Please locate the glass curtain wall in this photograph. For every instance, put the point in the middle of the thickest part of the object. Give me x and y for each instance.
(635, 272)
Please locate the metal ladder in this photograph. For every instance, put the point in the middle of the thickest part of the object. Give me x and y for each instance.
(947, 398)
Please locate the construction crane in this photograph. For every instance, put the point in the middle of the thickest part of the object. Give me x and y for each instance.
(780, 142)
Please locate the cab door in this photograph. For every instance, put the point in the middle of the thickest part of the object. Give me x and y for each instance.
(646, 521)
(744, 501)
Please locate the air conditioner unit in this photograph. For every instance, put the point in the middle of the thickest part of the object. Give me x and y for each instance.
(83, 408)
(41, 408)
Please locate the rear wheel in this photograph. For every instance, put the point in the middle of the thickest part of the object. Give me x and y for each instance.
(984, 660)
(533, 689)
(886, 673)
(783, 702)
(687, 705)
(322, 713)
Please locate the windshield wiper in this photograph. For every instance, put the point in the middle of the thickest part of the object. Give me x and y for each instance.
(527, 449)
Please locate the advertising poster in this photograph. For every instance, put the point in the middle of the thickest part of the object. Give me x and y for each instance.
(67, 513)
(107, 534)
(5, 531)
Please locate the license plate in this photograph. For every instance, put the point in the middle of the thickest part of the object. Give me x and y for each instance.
--
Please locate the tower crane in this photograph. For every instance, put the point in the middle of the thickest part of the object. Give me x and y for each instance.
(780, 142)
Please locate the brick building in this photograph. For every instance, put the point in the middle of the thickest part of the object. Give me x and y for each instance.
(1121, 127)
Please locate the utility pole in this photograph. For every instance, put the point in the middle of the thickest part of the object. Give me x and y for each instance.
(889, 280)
...
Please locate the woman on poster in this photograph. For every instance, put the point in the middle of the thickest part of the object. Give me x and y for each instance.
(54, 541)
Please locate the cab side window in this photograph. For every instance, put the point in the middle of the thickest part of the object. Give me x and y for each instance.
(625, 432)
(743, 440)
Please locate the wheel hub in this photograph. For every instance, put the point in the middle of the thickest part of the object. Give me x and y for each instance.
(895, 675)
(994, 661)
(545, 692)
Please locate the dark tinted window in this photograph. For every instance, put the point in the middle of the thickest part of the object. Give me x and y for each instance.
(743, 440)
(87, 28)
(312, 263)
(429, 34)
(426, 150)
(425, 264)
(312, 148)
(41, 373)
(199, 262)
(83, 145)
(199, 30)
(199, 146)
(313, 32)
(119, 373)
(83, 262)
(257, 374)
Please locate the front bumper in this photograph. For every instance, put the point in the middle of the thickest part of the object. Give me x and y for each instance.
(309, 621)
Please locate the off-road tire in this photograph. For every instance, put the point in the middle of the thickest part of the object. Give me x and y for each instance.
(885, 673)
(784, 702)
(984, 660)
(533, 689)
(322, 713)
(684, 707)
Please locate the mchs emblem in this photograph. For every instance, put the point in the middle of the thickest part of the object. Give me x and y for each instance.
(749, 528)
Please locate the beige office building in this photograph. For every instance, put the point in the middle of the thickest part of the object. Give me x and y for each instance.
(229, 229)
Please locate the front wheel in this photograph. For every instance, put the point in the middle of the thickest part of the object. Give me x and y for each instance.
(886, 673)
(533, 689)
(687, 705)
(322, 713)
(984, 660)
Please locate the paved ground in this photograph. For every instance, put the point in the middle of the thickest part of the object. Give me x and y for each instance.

▸ WORK TO COMPLETE
Convert the lines, starting with the line that contains "Please locate the glass" and going on through the line that contains "Please locate the license", into a Markdown table with the columns Row and Text. Number each row and leave out any blank lines.

▸ IN RESPONSE
| Row | Text |
|---|---|
| 1 | Please locate the glass curtain wall in this photograph. For every instance, put the point in the middle of the thickest part of the object. Give me x and y for each instance. |
| 2 | (635, 272) |
| 3 | Please locate the metal ladder in this photograph. For every instance, put the point in the middle of the thickest part of the object. Give me x and y for each instance. |
| 4 | (947, 398) |
| 5 | Please locate the construction crane in this photograph. For every instance, put the point in the middle of the thickest part of the object. Give me x and y for each instance. |
| 6 | (780, 142) |
| 7 | Please locate the cab door in this photograph. For every instance, put the point in the middle of the thickest part of the object. Give me x and y for each instance. |
| 8 | (646, 521) |
| 9 | (744, 501) |
| 10 | Please locate the air conditioner unit in this photograph. For every instance, put the point in the middle of the thickest part of the object. Give me x and y for each instance. |
| 11 | (83, 408) |
| 12 | (41, 408) |
| 13 | Please locate the rear wheel in this photograph. For every instance, put the point in the middle of the thickest part of the object. Give me x and y for each instance. |
| 14 | (984, 660) |
| 15 | (533, 689) |
| 16 | (886, 673) |
| 17 | (783, 702) |
| 18 | (687, 705) |
| 19 | (322, 713) |
| 20 | Please locate the windshield wiper in this photograph. For every instance, put the point in the middle of the thickest part of the object. Give me x and y for each instance. |
| 21 | (527, 449) |
| 22 | Please locate the advertising poster in this photograph. For every instance, put the point in the middle of the thickest part of the object. Give me x and y for each instance. |
| 23 | (67, 513) |
| 24 | (107, 534) |
| 25 | (5, 531) |
| 26 | Please locate the license plate in this photograph. For every instance, put the point in the middle of the thickest part of the object. Give me x and y for each instance. |